◆ **Task 1**:
Answer these questions using the article on high-tech kitchens and the Internet of Things:
(a) Where has Compass installed its internet-connected sensors?
(b) What position does Humza Teherany hold at Compass?
(c) What title does Ian Baskerville have at Compass?
◆ **Task 2**: Write the next part of the article on high-tech kitchens and the Internet of Things, picking up right after its final sentence.

How High-Tech Kitchens Are Leveraging The Internet Of Things
Technology The Internet of Things is constantly changing new and unique industries.
ogers Communications employs more than 9,000 people between its head office in Toronto and Brampton office alone. When the people at those buildings need food to fuel their work developing cutting edge Internet of Things (IoT) technology, among other things, they find it at in-house cafes operated by Compass Group Canada. Today, the kitchens in those restaurants are using Rogers technology to push the envelope of high-tech food safety.
With internet-connected sensors installed in their coolers, Compass now has available at their fingertips real-time data and analytics detailing the storage temperatures of their perishable food items, allowing them to quickly respond to any issue that threatens food safety or could result in lost product. “Our goal is to be the safest and most innovative food services and hospitality provider in Canada,” says Compass CIO Humza Teherany. “If we have a temperature issue, we can react to it within minutes, and that's unparalleled.”
Not only does this insight provide a marked improvement in safety and quality of food, it also has the potential to result in labour-cost savings. “Monitoring our coolers was a highly onerous, time consuming and highly manual process before,” says Teherany. “When you look at the value of IoT, it could potentially bring back hundreds of thousands of hours per week across the volume of retail we operate. And, we can reuse those hours for consumer benefit.”
"You don't look at the technology on its own, you ask how you can solve your business problems using the best of what's out there.”
For now, this solution is limited to a pilot project at these two offices, but Compass is confident it will pay dividends and is already looking towards rolling out similar systems across a wider segment of their portfolio. “Our ultimate vision is for IoT technology to allow Compass to remotely monitor food product temperature from distribution to storage to consumption ensuring food safety throughout the supply chain,” says Compass Vice President Ian Baskerville.

◆ **Data records**:

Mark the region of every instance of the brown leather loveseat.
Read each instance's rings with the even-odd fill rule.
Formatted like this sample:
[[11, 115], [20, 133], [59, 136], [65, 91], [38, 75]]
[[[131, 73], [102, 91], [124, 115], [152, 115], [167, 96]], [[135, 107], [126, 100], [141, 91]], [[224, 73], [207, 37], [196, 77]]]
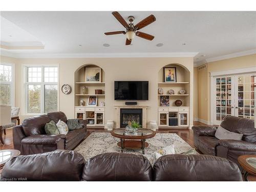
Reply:
[[254, 120], [227, 116], [220, 125], [230, 132], [243, 135], [242, 140], [219, 140], [215, 136], [218, 127], [195, 126], [194, 144], [203, 154], [224, 157], [236, 162], [243, 155], [256, 155], [256, 129]]
[[13, 145], [21, 155], [30, 155], [51, 152], [56, 150], [73, 150], [87, 134], [87, 120], [79, 120], [82, 129], [69, 131], [67, 135], [47, 135], [45, 125], [51, 120], [67, 123], [66, 115], [62, 112], [49, 113], [25, 119], [22, 125], [13, 127]]
[[168, 155], [153, 166], [142, 155], [109, 153], [85, 162], [73, 151], [13, 157], [2, 181], [242, 181], [237, 164], [208, 155]]

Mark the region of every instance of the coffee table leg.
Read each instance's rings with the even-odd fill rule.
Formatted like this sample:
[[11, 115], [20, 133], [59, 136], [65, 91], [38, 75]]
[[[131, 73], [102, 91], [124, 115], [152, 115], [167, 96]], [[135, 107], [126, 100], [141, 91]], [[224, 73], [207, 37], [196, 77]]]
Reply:
[[142, 150], [142, 154], [145, 154], [145, 139], [141, 139], [141, 150]]
[[120, 139], [121, 140], [121, 152], [123, 153], [123, 141], [124, 139]]

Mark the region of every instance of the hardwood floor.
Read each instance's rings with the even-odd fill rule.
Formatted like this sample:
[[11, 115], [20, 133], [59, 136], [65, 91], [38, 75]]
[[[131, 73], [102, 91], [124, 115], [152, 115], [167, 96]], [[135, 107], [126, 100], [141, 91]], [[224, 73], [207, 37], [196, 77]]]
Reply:
[[[205, 124], [201, 123], [198, 121], [194, 121], [194, 125], [205, 125]], [[104, 129], [88, 129], [87, 134], [86, 137], [88, 137], [92, 132], [108, 132], [105, 131]], [[182, 138], [185, 141], [188, 143], [191, 146], [194, 148], [196, 148], [194, 145], [193, 140], [193, 131], [192, 130], [188, 130], [187, 129], [159, 129], [157, 131], [157, 133], [176, 133]], [[5, 141], [5, 144], [0, 144], [0, 150], [13, 150], [13, 143], [12, 142], [12, 129], [9, 129], [6, 130], [6, 135], [4, 135], [3, 139]]]

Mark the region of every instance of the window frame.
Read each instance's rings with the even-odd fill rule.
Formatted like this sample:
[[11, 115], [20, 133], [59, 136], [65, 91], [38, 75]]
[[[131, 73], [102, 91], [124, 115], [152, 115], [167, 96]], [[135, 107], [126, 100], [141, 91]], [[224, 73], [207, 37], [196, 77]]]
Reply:
[[[41, 68], [41, 82], [28, 82], [28, 68], [30, 67], [40, 67]], [[57, 67], [58, 69], [58, 77], [57, 82], [45, 82], [45, 68], [46, 67]], [[24, 114], [25, 115], [40, 115], [46, 114], [45, 113], [45, 86], [46, 85], [56, 85], [57, 87], [57, 110], [59, 111], [59, 67], [58, 65], [25, 65], [24, 69], [24, 82], [25, 89], [25, 105], [24, 105]], [[33, 113], [28, 112], [28, 85], [40, 85], [41, 86], [40, 90], [40, 112], [39, 113]]]
[[12, 79], [11, 81], [0, 81], [1, 84], [10, 84], [11, 87], [11, 98], [10, 99], [10, 105], [12, 107], [15, 106], [15, 65], [11, 63], [6, 63], [6, 62], [1, 62], [0, 65], [3, 66], [11, 66], [12, 70]]

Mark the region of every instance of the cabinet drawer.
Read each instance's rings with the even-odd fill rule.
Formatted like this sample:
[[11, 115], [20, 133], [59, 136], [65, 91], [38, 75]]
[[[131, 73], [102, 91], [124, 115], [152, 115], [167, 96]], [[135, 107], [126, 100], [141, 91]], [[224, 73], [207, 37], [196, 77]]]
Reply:
[[189, 111], [189, 109], [188, 109], [188, 108], [180, 108], [179, 111], [181, 112], [182, 112], [183, 111], [188, 112], [188, 111]]
[[94, 111], [94, 108], [86, 108], [86, 111]]
[[158, 111], [160, 112], [168, 112], [168, 108], [158, 108]]
[[75, 111], [84, 111], [84, 108], [75, 108]]
[[169, 112], [179, 112], [179, 109], [178, 108], [169, 108]]
[[95, 111], [104, 111], [105, 108], [95, 108]]

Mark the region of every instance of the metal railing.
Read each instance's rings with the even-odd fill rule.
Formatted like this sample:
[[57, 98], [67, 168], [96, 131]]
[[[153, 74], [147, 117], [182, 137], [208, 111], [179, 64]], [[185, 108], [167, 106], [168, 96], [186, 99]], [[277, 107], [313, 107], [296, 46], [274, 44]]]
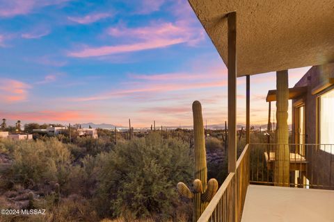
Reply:
[[236, 172], [228, 174], [198, 222], [241, 221], [249, 185], [249, 160], [247, 144], [237, 162]]
[[334, 144], [250, 144], [250, 184], [275, 185], [275, 164], [280, 164], [275, 159], [278, 147], [281, 156], [289, 157], [289, 184], [285, 185], [334, 189]]

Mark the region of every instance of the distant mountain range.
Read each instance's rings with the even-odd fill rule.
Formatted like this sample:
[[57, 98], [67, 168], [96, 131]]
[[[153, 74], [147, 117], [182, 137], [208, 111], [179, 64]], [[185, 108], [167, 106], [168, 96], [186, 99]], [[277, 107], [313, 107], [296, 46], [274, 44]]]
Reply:
[[[114, 128], [115, 126], [119, 128], [127, 128], [128, 126], [115, 126], [113, 124], [109, 124], [109, 123], [100, 123], [100, 124], [95, 124], [94, 123], [81, 123], [82, 128], [88, 128], [90, 126], [92, 128], [99, 128], [102, 129], [110, 129]], [[250, 127], [254, 126], [255, 129], [259, 129], [260, 127], [262, 129], [267, 129], [267, 124], [250, 124]], [[192, 128], [193, 126], [164, 126], [164, 128], [177, 128], [181, 127], [182, 128]], [[237, 128], [241, 129], [244, 128], [245, 129], [246, 125], [244, 124], [238, 124], [237, 125]], [[289, 125], [289, 128], [291, 128], [291, 125]], [[149, 128], [148, 127], [143, 128]], [[159, 128], [159, 127], [157, 127]], [[223, 124], [214, 124], [214, 125], [207, 125], [207, 128], [209, 129], [214, 129], [214, 130], [219, 130], [219, 129], [224, 129], [225, 128], [225, 123]]]
[[89, 128], [89, 126], [90, 126], [92, 128], [100, 128], [102, 129], [114, 128], [115, 126], [118, 128], [118, 127], [122, 128], [122, 126], [117, 126], [113, 124], [108, 124], [108, 123], [95, 124], [94, 123], [80, 123], [80, 125], [81, 125], [81, 128]]

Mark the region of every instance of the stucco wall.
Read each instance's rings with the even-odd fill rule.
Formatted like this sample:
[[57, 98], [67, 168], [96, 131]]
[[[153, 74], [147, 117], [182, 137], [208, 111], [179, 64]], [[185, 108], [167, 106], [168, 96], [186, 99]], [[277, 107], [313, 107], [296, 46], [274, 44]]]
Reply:
[[[305, 144], [318, 142], [317, 141], [317, 98], [321, 94], [333, 89], [334, 86], [332, 85], [315, 95], [312, 94], [312, 92], [317, 86], [328, 81], [328, 78], [334, 78], [334, 63], [312, 67], [295, 85], [295, 87], [308, 87], [308, 92], [305, 95], [292, 101], [293, 107], [301, 101], [305, 103], [305, 134], [307, 135]], [[296, 127], [294, 111], [293, 108], [292, 130], [294, 133]], [[310, 145], [307, 150], [305, 155], [309, 161], [307, 178], [310, 180], [310, 182], [313, 185], [327, 185], [324, 187], [317, 187], [317, 188], [334, 189], [334, 155], [324, 152], [319, 149], [319, 146]], [[328, 187], [329, 185], [332, 187]]]

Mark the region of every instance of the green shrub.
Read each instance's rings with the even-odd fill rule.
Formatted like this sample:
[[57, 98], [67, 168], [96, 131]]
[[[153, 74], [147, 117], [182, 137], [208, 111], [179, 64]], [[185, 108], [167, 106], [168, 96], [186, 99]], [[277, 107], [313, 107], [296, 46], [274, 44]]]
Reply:
[[13, 158], [12, 178], [26, 183], [30, 179], [35, 182], [45, 180], [65, 180], [70, 154], [65, 144], [55, 138], [43, 141], [10, 141], [5, 147]]
[[100, 213], [113, 216], [170, 218], [178, 204], [175, 185], [190, 181], [193, 161], [189, 148], [159, 133], [118, 144], [97, 156]]
[[207, 137], [205, 138], [205, 148], [210, 152], [223, 148], [222, 142], [216, 137]]

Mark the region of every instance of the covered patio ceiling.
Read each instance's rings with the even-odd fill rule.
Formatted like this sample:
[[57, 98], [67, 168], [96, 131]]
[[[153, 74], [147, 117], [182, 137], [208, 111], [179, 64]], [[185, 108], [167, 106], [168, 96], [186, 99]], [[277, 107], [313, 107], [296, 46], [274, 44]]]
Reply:
[[237, 12], [239, 77], [334, 62], [334, 0], [189, 1], [226, 65]]
[[[308, 87], [293, 87], [289, 89], [289, 99], [295, 99], [303, 96], [308, 91]], [[266, 101], [272, 102], [276, 101], [276, 89], [268, 91]]]

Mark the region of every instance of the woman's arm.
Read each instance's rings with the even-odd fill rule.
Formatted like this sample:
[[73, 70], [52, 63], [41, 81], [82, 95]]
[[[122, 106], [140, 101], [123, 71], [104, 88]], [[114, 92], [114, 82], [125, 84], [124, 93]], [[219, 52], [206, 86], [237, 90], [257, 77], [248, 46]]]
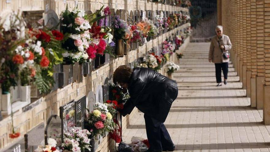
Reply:
[[233, 46], [232, 43], [231, 43], [231, 41], [230, 40], [230, 38], [229, 37], [228, 37], [228, 41], [227, 42], [227, 45], [224, 45], [224, 47], [225, 47], [225, 50], [226, 51], [229, 51], [231, 49], [232, 49], [232, 47]]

◆ **Exercise answer 1**:
(a) In its coolers.
(b) He is the CIO.
(c) He is Vice President.

◆ **Exercise answer 2**:
Looking beyond the nest
Of course, when most of us think of the IoT, kitchens are not the first application that comes to mind. Our earliest introduction to the technology may have come through consumer products and services like Uber, FitBit, and Nest; however, as Compass is showing us, the impact of this technology is going to touch every business sector in the country. “The impact has already proven to be game changing, from overcoming a very specific challenge to re-inventing business models, IoT is creating new growth opportunities for businesses of all sizes,” says Ignacio Paz, General Manager, Internet of Things at Rogers Communications. “Businesses across industries are picking up on the benefits of IoT, from the food and agriculture industry to transportation and health care. IoT is accessible to businesses across the board, so our team is very focused on working with customers to develop strategies for bringing these solutions into their business to help drive outcomes and productivity.”
The most important lesson for businesses looking to leverage this new technology in their own operations is you can't start with a solution and then look for a problem. “This really wasn't about doing IoT for us,” says Teherany. “It was just about making food safety more advanced than the way we were doing it. IoT is the enabler. That's really how companies should be looking at new technology. You don't look at the technology on its own, you ask how you can solve your business problems using the best of what's out there.”
As IoT continues to explode across the business landscape, companies can expect to be surprised by how often they identify a business problem only to realize IoT holds the solution.